++++ MATERIAL FOR THIS TASK

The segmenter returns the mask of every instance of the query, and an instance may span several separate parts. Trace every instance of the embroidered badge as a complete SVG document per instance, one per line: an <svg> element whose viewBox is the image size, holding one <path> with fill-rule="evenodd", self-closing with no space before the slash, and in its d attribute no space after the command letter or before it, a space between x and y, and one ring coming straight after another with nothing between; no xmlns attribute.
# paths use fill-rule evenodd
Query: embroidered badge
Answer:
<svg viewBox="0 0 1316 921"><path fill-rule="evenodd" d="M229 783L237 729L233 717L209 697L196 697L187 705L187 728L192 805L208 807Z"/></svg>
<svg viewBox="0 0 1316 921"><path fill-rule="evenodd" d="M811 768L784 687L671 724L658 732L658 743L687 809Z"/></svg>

++++++++

* _WORK TO COMPLETE_: Copy out every line of the items above word for word, with no changes.

* _TASK OUTPUT_:
The segmenter returns the mask of every instance of the query, and an instance may span several separate parts. Trace every instance of the embroidered badge as a complete SVG document per instance, one per line: an <svg> element whose viewBox is the image size, holding one <path> with fill-rule="evenodd", self-closing with no space before the slash, and in its d attribute no space after the command letter or before it, a space between x and y, and one ring coming straight after another with nothing between; no xmlns attribute.
# paths use fill-rule evenodd
Query: embroidered badge
Answer:
<svg viewBox="0 0 1316 921"><path fill-rule="evenodd" d="M229 783L237 729L233 717L209 697L196 697L187 705L187 728L192 805L208 807Z"/></svg>
<svg viewBox="0 0 1316 921"><path fill-rule="evenodd" d="M811 768L784 687L671 724L658 732L658 743L687 809Z"/></svg>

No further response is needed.